**Problem details**
In the data below, locate each line with the word "lawn" and list it.

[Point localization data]
******************************
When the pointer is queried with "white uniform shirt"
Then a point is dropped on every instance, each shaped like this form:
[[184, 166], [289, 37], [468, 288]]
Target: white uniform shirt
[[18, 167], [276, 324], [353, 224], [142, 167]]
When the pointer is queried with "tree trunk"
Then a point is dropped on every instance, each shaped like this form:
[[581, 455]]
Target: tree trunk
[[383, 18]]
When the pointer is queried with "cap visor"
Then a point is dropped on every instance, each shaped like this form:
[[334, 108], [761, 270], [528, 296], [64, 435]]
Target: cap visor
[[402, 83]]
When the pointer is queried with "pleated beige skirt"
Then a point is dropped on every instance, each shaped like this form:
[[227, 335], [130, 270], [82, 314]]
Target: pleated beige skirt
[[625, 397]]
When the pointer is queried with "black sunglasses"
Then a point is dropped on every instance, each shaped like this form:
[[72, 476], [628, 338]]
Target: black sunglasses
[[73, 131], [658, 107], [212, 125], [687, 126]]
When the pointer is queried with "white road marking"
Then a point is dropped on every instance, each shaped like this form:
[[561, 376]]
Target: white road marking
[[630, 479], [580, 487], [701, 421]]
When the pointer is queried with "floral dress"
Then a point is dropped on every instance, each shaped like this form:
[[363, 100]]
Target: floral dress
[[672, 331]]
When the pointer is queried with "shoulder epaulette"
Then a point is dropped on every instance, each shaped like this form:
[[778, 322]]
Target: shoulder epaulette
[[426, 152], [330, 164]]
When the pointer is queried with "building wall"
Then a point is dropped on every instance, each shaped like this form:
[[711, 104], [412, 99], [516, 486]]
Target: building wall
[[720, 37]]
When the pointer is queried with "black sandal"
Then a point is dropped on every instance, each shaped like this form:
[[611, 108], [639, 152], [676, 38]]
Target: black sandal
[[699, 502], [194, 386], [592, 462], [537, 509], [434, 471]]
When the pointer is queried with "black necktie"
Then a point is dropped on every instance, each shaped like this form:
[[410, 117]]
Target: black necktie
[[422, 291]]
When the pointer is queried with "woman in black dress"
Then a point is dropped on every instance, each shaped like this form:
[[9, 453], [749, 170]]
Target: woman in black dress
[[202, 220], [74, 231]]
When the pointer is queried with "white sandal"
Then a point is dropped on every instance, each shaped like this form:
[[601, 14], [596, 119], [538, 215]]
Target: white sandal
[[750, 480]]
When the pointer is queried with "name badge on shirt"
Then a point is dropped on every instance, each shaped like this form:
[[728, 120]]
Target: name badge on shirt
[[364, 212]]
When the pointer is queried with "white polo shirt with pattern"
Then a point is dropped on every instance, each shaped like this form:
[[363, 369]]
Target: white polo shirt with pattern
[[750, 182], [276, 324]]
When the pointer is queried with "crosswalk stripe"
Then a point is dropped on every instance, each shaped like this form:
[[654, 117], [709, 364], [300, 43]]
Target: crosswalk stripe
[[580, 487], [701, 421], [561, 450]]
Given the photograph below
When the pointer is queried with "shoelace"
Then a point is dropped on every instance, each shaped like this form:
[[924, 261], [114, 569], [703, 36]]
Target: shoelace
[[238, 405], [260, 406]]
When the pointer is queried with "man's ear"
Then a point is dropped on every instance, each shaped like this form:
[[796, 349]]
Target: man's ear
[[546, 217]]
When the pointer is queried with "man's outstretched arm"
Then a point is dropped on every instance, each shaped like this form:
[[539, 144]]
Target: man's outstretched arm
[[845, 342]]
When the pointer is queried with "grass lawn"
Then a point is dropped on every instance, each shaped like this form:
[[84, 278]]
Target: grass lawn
******************************
**Written answer**
When the pointer is queried with "grass lawn"
Target: grass lawn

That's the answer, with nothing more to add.